= Extrait de page =
★ ★ ★ ★ ★

L’accès libre, l’un des principes sur lesquels repose la communauté virtuelle, redéfinit pourtant la relation que nous entretenons avec le savoir. Il permet de penser la recherche autrement. Plus encore, comme on l’a vu, il oblige à un repositionnement par rapport à la diffusion des connaissances. Cette nouvelle orientation passe dans un premier temps par la redéfinition du processus d’évaluation. Traditionnellement, l’évaluation par les pairs (peer-review) détermine la valeur d’un article savant. Or, dans l’environnement virtuel, ce processus connaît des transformations fondamentales.

Il arrive certes que soit instauré un processus d’évaluation reproduisant sensiblement celui qui préside au filtrage dans le cas des publications imprimées. Cependant, si on estime que l’intérêt réside surtout dans la publication du plus grand nombre possible de textes savants, il convient, selon certains, de ne pas faire intervenir quelque évaluation que ce soit avant la mise en circulation des textes. En fait, dans cette perspective, le processus d’évaluation par les pairs intervient tout de même, mais il devient la responsabilité de toute la communauté des lecteurs, non plus seulement du comité d’experts auquel s’adresse généralement un éditeur : « […] the process tends to extend to the whole community almost immediatly [28] ».

La rencontre « intellectuelle » entre les membres de la communauté virtuelle se joue donc aussi autour des questions du filtrage de l’information et de l’évaluation des contenus. Les membres de la communauté virtuelle évaluent non seulement les contributions des autres membres, mais ils interviennent aussi en y ajoutant des commentaires, en proposant des modifications, parfois même en prolongeant le texte existant. Par conséquent, il y a collaboration à la fois en termes de rédaction, de gestion des contenus et de décisions éditoriales, tout cela étant accompli selon un principe de partage et d’échange de connaissances.

★ ★ ★ ★ ★

= Données fournies =
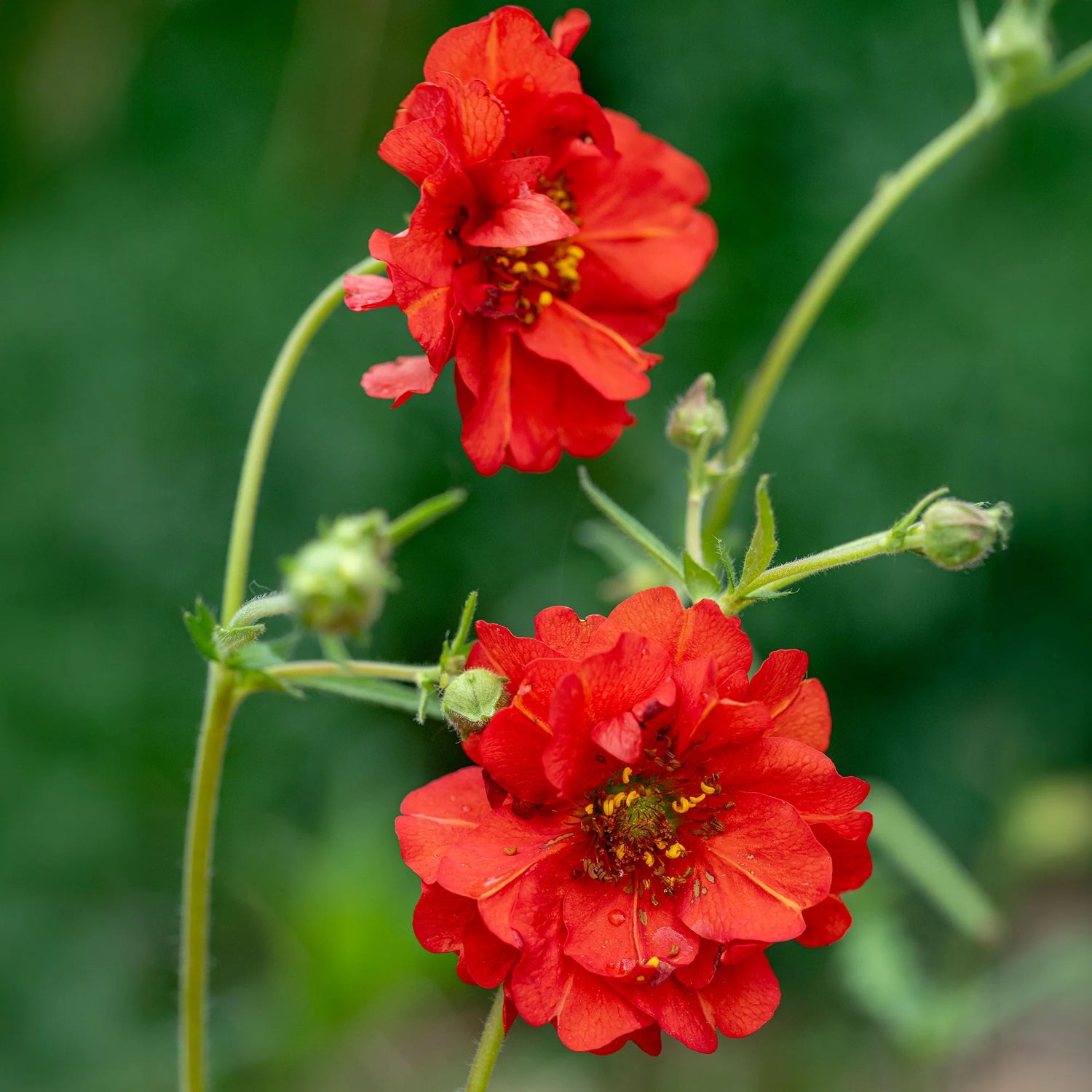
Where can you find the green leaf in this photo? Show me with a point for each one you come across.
(202, 627)
(421, 515)
(630, 526)
(700, 583)
(229, 640)
(930, 866)
(377, 692)
(764, 542)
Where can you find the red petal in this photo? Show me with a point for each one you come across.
(437, 815)
(827, 923)
(601, 357)
(791, 771)
(511, 747)
(364, 293)
(480, 865)
(506, 48)
(568, 30)
(743, 996)
(563, 629)
(767, 869)
(807, 716)
(615, 934)
(484, 357)
(526, 221)
(400, 380)
(778, 681)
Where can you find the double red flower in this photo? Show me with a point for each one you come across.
(646, 823)
(552, 240)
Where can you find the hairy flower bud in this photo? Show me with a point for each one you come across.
(698, 417)
(471, 699)
(1017, 50)
(959, 535)
(339, 581)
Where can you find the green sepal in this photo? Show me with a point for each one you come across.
(384, 692)
(700, 583)
(630, 526)
(201, 622)
(764, 543)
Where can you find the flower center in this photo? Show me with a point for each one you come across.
(530, 279)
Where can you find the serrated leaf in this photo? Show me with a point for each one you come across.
(202, 627)
(764, 543)
(928, 864)
(376, 692)
(630, 526)
(700, 583)
(229, 640)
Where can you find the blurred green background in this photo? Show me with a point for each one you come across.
(177, 181)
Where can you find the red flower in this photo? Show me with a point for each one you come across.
(646, 821)
(552, 240)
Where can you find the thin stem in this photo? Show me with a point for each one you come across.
(489, 1045)
(360, 668)
(261, 435)
(889, 196)
(891, 541)
(221, 703)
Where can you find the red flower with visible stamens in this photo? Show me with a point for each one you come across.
(646, 823)
(552, 240)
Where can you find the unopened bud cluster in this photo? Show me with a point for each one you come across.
(959, 535)
(339, 581)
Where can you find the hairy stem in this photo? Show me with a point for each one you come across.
(802, 317)
(489, 1045)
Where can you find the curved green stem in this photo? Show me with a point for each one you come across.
(221, 703)
(889, 196)
(261, 435)
(223, 695)
(489, 1045)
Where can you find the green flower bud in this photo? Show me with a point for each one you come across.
(959, 535)
(471, 700)
(698, 417)
(339, 581)
(1017, 50)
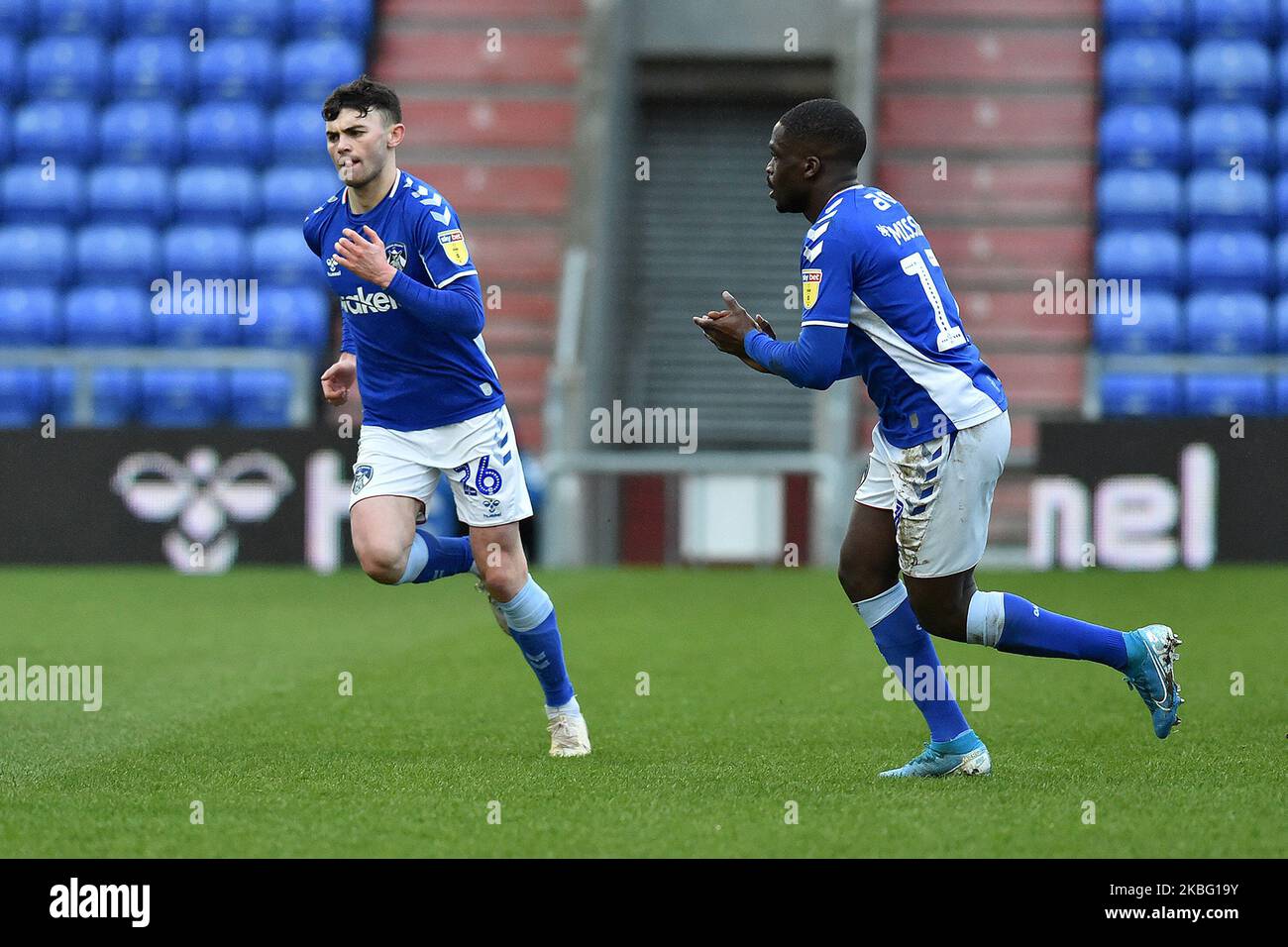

★ ★ ★ ★ ★

= Consigne A =
Selon le texte sur l'accès libre, pourquoi certains jugent-ils préférable de ne soumettre les textes savants à aucune évaluation avant leur mise en circulation ? Répondez en une à trois phrases.
= Consigne B =
Rédigez la suite du texte sur l'accès libre et l'évaluation savante, en partant de son dernier paragraphe.

= Réponse A =
Selon ce point de vue, l'intérêt principal réside dans la publication du plus grand nombre possible de textes savants. L'évaluation par les pairs ne disparaît pas pour autant. Elle intervient après la diffusion et devient la responsabilité de toute la communauté des lecteurs, et non plus du seul comité d'experts auquel s'adresse généralement un éditeur.

= Réponse B =
Cette avenue qui consiste à laisser l’ensemble du lectorat potentiel juger de la qualité d’un article ou d’un livre savant entraîne très certainement un débat de fond sur l’institution et ses exigences. En effet, sur le web, on sait qu’il devient très difficile de déterminer ce qui peut être considéré légitime en termes institutionnels de ce qui ne doit pas l’être. Ainsi, la hiérarchisation inhérente au processus de publication savante subit un important déplacement. Le filtrage jusque-là assuré par l’éditeur ne fonctionnant plus selon les mêmes paramètres, il se produit une inversion du processus auquel nous sommes habitués : le jugement sur la qualité des textes devient ultérieur à leur publication[29]. Or, ce jugement paraît justement donner lieu à une nouvelle forme de hiérarchisation, celle-là de nature symbolique, en ce sens qu’il se crée, autour de certaines publications électroniques ou de certains sites, une sorte de consensus implicite, tout comme cela se produit pour certaines maisons d’édition auxquelles on accorde davantage de crédibilité d’un point de vue institutionnel.

Dans ce contexte, on peut s’interroger sur l’importance accordée à la publication d’articles et de livres savants dans les exigences de publication des universités à l’égard de leurs professeurs : les presses universitaires et les revues savantes établies suffisent-elles à héberger l’ensemble des textes produits par les chercheurs? La multiplication des revues « locales », parfois même imprimées à compte d’auteur, contribue-t-elle à la dilution des contenus? Les délais de publication sont-ils devenus trop longs par rapport à la fréquence des renouvellement de contrats et des évaluations de la performance à laquelle ceux-ci sont soumis? Les universités accordent-elles une valeur suffisante aux publications électroniques dans l’analyse des dossiers de publication des professeurs?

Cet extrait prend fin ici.